**Region annotation rows**
•••••

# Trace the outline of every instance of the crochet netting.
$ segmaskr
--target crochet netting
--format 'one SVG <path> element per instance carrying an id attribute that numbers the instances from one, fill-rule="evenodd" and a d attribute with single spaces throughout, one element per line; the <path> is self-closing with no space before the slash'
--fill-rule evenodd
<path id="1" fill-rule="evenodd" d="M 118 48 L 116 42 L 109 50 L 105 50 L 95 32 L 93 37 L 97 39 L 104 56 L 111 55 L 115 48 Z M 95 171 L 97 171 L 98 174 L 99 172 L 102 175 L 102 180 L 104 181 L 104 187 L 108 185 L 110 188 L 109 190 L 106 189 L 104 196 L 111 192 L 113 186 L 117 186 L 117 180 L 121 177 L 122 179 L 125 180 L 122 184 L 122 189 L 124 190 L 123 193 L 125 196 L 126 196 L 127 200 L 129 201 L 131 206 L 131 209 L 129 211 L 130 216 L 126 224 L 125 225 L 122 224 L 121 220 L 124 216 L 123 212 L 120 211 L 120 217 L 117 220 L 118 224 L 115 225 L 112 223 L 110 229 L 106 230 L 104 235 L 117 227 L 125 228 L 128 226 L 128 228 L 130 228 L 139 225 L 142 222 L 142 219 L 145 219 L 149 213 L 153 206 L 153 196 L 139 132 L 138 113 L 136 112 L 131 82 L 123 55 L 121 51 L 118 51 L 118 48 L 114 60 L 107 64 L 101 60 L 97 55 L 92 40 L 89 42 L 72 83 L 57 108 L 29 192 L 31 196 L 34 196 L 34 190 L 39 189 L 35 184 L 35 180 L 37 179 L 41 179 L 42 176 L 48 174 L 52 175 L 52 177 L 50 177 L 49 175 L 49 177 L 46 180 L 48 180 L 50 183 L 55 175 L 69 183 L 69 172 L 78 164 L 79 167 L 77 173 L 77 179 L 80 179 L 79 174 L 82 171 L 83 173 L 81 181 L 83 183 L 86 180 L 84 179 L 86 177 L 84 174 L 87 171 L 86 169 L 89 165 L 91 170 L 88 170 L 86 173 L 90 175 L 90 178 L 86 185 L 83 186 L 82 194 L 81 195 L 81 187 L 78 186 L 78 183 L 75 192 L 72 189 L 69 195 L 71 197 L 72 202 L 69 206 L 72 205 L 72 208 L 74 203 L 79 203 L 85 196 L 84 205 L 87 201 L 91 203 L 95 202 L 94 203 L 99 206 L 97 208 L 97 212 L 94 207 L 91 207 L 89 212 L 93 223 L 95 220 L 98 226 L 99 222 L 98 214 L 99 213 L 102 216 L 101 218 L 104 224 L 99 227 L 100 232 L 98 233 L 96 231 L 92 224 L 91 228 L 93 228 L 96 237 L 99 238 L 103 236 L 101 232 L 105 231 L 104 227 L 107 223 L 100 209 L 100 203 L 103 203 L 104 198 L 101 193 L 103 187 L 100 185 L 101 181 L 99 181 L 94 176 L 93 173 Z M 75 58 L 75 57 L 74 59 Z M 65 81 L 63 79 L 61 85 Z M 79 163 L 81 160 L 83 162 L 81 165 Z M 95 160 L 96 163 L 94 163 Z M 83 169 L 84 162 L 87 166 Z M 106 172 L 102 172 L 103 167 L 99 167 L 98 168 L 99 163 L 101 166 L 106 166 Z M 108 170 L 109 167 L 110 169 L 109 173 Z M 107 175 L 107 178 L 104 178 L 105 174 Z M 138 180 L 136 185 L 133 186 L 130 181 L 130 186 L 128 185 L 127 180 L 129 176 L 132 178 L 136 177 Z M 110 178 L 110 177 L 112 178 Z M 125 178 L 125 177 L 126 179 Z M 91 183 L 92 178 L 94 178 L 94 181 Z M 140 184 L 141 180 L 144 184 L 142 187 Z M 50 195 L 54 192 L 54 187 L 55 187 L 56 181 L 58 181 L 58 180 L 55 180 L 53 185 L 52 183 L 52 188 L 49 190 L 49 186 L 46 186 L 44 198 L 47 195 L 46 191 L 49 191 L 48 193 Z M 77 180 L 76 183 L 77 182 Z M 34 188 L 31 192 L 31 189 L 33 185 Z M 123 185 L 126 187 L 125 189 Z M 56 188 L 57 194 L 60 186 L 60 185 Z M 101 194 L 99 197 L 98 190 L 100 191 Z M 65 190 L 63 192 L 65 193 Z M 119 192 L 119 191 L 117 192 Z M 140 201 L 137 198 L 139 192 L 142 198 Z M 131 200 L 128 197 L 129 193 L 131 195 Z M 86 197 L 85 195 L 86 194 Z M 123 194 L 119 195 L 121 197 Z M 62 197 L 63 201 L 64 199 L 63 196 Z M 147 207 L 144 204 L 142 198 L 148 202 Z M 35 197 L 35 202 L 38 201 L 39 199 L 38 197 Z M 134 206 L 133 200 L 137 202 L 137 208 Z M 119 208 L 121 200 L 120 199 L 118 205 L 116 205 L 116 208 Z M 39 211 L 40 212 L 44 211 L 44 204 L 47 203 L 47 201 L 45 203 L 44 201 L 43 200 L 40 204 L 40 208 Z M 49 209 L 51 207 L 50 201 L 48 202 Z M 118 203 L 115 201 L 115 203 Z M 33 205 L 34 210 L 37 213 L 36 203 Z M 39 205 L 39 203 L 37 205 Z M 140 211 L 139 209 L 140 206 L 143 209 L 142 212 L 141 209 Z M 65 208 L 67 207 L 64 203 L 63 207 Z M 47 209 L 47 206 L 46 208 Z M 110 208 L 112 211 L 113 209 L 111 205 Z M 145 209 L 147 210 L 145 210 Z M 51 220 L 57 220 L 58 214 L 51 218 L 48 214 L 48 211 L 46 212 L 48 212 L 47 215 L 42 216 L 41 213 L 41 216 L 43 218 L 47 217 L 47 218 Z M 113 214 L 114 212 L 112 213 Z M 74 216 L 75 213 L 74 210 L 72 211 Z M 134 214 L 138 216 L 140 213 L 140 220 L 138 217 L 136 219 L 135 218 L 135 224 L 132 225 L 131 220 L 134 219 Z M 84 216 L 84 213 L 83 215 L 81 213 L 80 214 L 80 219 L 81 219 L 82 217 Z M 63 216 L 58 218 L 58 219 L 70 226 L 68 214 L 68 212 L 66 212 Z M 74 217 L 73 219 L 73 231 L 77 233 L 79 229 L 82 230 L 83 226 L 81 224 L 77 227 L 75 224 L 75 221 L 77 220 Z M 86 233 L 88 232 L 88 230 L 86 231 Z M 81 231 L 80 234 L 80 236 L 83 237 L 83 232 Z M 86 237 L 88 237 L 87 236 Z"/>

•••••

**PROBLEM STATEMENT**
Could you give the rows again with every "crochet netting" replaced by "fishing net" and nothing else changed?

**EXPECTED ANSWER**
# Trace the outline of every instance of the fishing net.
$ segmaskr
--target fishing net
--format 'one SVG <path> element per instance carrying an id attribute that numbers the instances from one, fill-rule="evenodd" and a d attribute with single spaces throughout, one element per line; the <path> is self-closing with no space before the slash'
--fill-rule evenodd
<path id="1" fill-rule="evenodd" d="M 118 48 L 116 42 L 109 50 L 105 50 L 95 32 L 93 37 L 97 39 L 104 56 L 111 55 L 115 48 Z M 95 171 L 97 171 L 98 174 L 99 172 L 102 175 L 102 180 L 104 181 L 104 187 L 108 185 L 110 188 L 109 190 L 106 189 L 104 196 L 111 192 L 113 186 L 117 186 L 117 180 L 121 177 L 122 179 L 125 180 L 122 184 L 122 189 L 124 190 L 123 193 L 125 196 L 126 196 L 127 200 L 129 201 L 131 206 L 131 209 L 129 211 L 130 216 L 126 224 L 125 225 L 122 224 L 121 220 L 124 216 L 123 212 L 120 211 L 120 217 L 117 220 L 118 224 L 115 225 L 112 223 L 110 229 L 106 230 L 104 235 L 117 227 L 125 228 L 128 226 L 128 228 L 130 228 L 139 225 L 142 222 L 142 219 L 145 219 L 149 213 L 153 206 L 153 196 L 139 132 L 138 113 L 136 112 L 131 82 L 123 55 L 121 51 L 118 51 L 118 48 L 114 60 L 107 64 L 101 60 L 97 55 L 92 40 L 89 42 L 72 83 L 57 108 L 29 192 L 31 196 L 34 196 L 34 190 L 39 189 L 35 184 L 35 180 L 37 179 L 41 179 L 42 176 L 48 174 L 52 175 L 52 177 L 50 177 L 49 175 L 49 177 L 46 180 L 48 180 L 50 183 L 55 175 L 69 183 L 69 172 L 78 164 L 79 167 L 77 173 L 77 179 L 80 179 L 79 174 L 82 171 L 83 173 L 81 181 L 83 183 L 86 180 L 84 179 L 86 177 L 84 174 L 87 171 L 86 169 L 89 165 L 91 170 L 88 170 L 86 173 L 90 175 L 90 178 L 86 185 L 83 186 L 82 194 L 81 195 L 81 187 L 78 186 L 78 183 L 75 192 L 72 189 L 69 195 L 71 197 L 72 202 L 69 206 L 72 205 L 72 208 L 74 203 L 79 203 L 85 196 L 84 205 L 87 201 L 91 203 L 95 202 L 94 203 L 99 206 L 97 208 L 97 212 L 94 207 L 91 207 L 89 212 L 93 223 L 95 220 L 98 226 L 99 222 L 98 214 L 99 213 L 102 216 L 101 218 L 104 224 L 99 227 L 100 232 L 98 233 L 96 231 L 92 224 L 91 228 L 93 228 L 96 237 L 99 238 L 103 236 L 101 232 L 105 231 L 104 227 L 107 223 L 100 209 L 100 203 L 103 203 L 104 198 L 101 193 L 103 187 L 100 185 L 101 181 L 99 181 L 94 176 L 93 173 Z M 75 58 L 75 57 L 74 59 Z M 65 81 L 63 79 L 61 85 Z M 79 163 L 81 160 L 83 162 L 81 165 Z M 95 160 L 96 163 L 94 163 Z M 83 169 L 84 162 L 87 166 Z M 106 172 L 102 172 L 103 167 L 99 167 L 98 168 L 99 163 L 101 166 L 106 166 Z M 108 170 L 109 167 L 110 169 L 109 173 Z M 107 175 L 107 178 L 104 178 L 105 174 Z M 138 180 L 136 185 L 133 186 L 130 181 L 130 186 L 128 185 L 127 180 L 129 176 L 132 178 L 136 177 Z M 110 178 L 110 177 L 112 178 Z M 125 178 L 125 177 L 126 179 Z M 91 183 L 92 178 L 94 178 L 94 181 Z M 140 184 L 141 180 L 144 184 L 142 187 Z M 50 195 L 54 192 L 54 187 L 55 187 L 56 181 L 58 181 L 58 180 L 55 180 L 53 185 L 52 183 L 52 188 L 49 190 L 49 186 L 46 186 L 44 198 L 47 195 L 46 191 L 49 191 L 48 193 Z M 77 180 L 76 183 L 77 182 Z M 34 188 L 31 192 L 31 189 L 33 185 Z M 123 185 L 126 187 L 125 189 Z M 56 188 L 57 194 L 60 186 L 60 185 Z M 101 194 L 99 197 L 98 190 L 100 191 Z M 65 190 L 63 192 L 65 193 Z M 119 192 L 119 191 L 117 192 Z M 140 201 L 137 198 L 139 192 L 142 198 Z M 131 200 L 128 197 L 129 193 L 131 195 Z M 86 197 L 85 195 L 86 194 Z M 123 194 L 119 195 L 121 197 Z M 62 197 L 63 201 L 64 199 L 63 196 Z M 147 207 L 144 204 L 142 198 L 148 202 Z M 35 197 L 35 202 L 38 201 L 39 199 L 38 197 Z M 134 206 L 133 200 L 137 202 L 137 208 Z M 119 208 L 121 200 L 120 199 L 118 205 L 116 205 L 116 208 Z M 39 211 L 40 212 L 44 211 L 44 204 L 47 203 L 47 201 L 45 203 L 44 201 L 43 200 L 40 204 L 40 208 Z M 49 209 L 51 207 L 50 201 L 48 202 Z M 118 203 L 115 201 L 115 203 Z M 33 205 L 34 210 L 37 213 L 36 203 Z M 39 205 L 39 203 L 37 205 Z M 140 211 L 139 209 L 140 206 L 143 209 L 142 212 L 141 209 Z M 65 208 L 67 207 L 64 203 L 63 207 Z M 47 209 L 47 206 L 46 208 Z M 110 208 L 112 211 L 113 209 L 111 205 Z M 145 209 L 147 210 L 145 210 Z M 51 220 L 57 220 L 58 214 L 51 218 L 48 214 L 48 211 L 46 212 L 48 212 L 47 215 L 42 216 L 41 213 L 41 216 L 43 218 L 47 217 L 47 218 Z M 113 214 L 114 212 L 112 213 Z M 74 216 L 75 213 L 74 210 L 72 211 Z M 134 214 L 138 216 L 140 213 L 140 220 L 138 217 L 136 219 L 135 218 L 135 224 L 132 225 L 131 220 L 134 219 Z M 84 216 L 84 213 L 83 215 L 81 213 L 80 214 L 80 219 L 81 219 L 82 217 Z M 63 216 L 58 218 L 58 219 L 70 226 L 68 214 L 68 212 L 66 212 Z M 74 217 L 73 219 L 73 231 L 77 233 L 79 229 L 82 230 L 83 226 L 81 224 L 77 227 L 75 224 L 75 221 L 77 220 Z M 86 233 L 88 232 L 88 230 L 86 231 Z M 81 231 L 80 234 L 80 236 L 83 237 L 83 232 Z M 86 237 L 88 237 L 87 236 Z"/>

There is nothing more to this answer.